__DATA LISTING__:
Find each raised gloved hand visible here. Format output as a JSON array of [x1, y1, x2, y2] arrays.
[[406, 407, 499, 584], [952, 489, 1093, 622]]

---

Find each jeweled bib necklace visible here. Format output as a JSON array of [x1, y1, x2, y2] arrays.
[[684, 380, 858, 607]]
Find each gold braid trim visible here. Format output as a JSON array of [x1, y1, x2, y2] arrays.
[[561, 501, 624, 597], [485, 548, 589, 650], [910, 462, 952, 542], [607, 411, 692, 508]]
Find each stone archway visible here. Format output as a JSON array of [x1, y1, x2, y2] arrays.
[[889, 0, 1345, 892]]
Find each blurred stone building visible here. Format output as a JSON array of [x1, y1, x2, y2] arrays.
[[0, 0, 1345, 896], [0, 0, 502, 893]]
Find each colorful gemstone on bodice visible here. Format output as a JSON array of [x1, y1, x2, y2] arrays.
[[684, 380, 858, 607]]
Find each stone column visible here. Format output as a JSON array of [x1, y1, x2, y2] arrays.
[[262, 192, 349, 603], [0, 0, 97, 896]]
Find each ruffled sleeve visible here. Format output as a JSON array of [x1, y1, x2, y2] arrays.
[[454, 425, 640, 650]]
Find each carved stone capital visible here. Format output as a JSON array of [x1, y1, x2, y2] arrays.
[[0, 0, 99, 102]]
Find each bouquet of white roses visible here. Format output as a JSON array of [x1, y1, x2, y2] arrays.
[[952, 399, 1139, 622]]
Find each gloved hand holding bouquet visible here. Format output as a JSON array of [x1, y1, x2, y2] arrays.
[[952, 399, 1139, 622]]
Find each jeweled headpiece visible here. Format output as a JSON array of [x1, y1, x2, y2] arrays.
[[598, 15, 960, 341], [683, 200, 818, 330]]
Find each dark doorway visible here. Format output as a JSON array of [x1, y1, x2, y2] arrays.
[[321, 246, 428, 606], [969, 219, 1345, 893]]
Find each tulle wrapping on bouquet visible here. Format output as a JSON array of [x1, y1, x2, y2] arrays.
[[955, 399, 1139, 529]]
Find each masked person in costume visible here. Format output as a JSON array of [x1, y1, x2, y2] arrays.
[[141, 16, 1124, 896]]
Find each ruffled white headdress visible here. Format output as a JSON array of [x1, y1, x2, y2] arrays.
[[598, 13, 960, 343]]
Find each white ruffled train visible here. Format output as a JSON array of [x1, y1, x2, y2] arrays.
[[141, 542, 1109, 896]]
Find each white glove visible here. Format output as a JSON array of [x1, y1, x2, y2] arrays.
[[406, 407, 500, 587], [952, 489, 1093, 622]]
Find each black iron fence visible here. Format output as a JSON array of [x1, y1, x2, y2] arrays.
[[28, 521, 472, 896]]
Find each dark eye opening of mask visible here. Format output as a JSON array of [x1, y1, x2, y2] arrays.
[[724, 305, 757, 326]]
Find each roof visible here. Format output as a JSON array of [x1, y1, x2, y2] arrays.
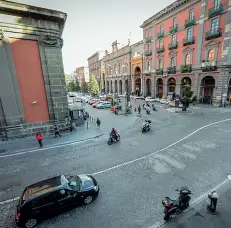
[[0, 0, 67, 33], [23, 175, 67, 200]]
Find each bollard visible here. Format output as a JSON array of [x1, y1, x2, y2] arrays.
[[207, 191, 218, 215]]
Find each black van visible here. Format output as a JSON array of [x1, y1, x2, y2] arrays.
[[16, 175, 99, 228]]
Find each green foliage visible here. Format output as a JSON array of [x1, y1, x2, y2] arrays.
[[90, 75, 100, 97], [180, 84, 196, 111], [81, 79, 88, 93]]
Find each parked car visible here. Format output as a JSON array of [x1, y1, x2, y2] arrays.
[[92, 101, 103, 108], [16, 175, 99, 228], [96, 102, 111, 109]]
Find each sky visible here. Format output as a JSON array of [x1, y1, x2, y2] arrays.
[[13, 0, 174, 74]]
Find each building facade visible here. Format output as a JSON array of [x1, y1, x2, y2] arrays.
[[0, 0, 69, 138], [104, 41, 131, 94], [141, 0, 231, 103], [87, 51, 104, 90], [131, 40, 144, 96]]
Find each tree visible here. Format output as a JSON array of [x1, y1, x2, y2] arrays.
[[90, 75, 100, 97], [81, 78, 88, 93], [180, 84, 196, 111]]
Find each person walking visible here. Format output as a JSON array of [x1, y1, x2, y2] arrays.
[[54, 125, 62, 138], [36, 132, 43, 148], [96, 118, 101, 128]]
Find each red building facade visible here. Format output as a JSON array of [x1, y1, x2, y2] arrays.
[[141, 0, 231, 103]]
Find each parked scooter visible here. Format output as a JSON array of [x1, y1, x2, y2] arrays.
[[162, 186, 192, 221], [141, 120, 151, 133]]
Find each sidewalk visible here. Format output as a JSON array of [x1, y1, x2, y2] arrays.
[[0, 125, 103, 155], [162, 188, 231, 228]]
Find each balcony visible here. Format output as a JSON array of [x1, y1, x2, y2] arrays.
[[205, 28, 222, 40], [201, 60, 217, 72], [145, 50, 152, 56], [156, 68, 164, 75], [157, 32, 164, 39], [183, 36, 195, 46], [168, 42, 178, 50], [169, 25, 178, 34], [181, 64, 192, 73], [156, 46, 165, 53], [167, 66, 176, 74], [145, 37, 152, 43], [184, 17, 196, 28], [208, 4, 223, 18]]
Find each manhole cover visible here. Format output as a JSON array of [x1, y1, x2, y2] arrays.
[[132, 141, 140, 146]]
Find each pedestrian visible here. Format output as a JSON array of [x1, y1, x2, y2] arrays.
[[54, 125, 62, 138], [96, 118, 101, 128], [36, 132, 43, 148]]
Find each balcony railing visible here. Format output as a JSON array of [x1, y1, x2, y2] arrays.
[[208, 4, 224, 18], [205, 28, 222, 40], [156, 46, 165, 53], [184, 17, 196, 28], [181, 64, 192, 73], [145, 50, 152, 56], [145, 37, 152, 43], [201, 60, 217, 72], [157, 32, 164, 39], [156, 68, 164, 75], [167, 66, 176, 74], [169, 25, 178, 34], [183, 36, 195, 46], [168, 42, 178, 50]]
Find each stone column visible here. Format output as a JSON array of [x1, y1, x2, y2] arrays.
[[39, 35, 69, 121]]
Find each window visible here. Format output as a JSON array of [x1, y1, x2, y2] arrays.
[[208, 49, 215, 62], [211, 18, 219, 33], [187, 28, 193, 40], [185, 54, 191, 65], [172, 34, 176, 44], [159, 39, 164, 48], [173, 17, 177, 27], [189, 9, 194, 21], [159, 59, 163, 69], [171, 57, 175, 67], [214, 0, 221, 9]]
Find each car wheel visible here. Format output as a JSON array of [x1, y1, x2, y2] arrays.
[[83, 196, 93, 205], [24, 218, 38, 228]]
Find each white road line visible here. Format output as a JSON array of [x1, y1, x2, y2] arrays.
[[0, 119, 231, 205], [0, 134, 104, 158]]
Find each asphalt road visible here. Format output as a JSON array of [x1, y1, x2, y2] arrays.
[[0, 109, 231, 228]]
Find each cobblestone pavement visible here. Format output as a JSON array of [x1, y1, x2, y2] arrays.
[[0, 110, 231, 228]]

__YOUR INSTRUCTIONS__:
Rewrite the lines from the one containing "Find each pedestrian" up to and including the one containing "[[0, 110, 231, 228]]", replacing "visible here" with "shown" and leaving everything else unchanged.

__WORKED SOLUTION__:
Find each pedestrian shown. Format output as a JSON array of [x1, y1, x2, y2] arrays.
[[54, 125, 62, 138], [96, 118, 101, 128], [36, 132, 43, 148]]
Find each balcony railing shown. Format output as a JSON array of [x1, y1, x2, y2] arrays.
[[208, 4, 224, 18], [205, 28, 222, 40], [156, 46, 165, 53], [184, 17, 196, 28], [181, 64, 192, 73], [145, 50, 152, 56], [145, 37, 152, 43], [201, 60, 217, 72], [157, 32, 164, 39], [156, 68, 164, 75], [167, 66, 176, 74], [169, 25, 178, 34], [183, 36, 195, 46], [168, 42, 178, 50]]
Find each stone column shown. Format output as a JSON array of [x1, y1, x2, y2] arrays.
[[39, 35, 69, 121]]
Find each window shown. Format output as a JSON array of [x1, y1, x2, y2] arrays.
[[208, 49, 215, 62], [211, 18, 219, 33], [187, 28, 193, 40], [185, 54, 191, 65], [172, 34, 176, 44], [159, 39, 164, 48], [173, 17, 177, 27], [189, 9, 194, 21], [159, 59, 163, 69], [171, 57, 175, 67], [214, 0, 221, 9]]
Find each car wheel shown. Format output as a JSON array of [x1, y1, x2, y2] arrays.
[[83, 196, 93, 205], [24, 218, 38, 228]]
Find each white road line shown. Format output as a JSON array of [x1, y1, x2, y2] arrays.
[[0, 119, 231, 205], [0, 134, 104, 158]]
Find each asphalt road shown. Format output as a JSON array of [x1, y1, x2, y2] arrays.
[[0, 109, 231, 228]]
Find each cobblestone pavement shown. Format output as a JSON array of [x1, y1, x2, y2] arrays.
[[0, 110, 231, 228]]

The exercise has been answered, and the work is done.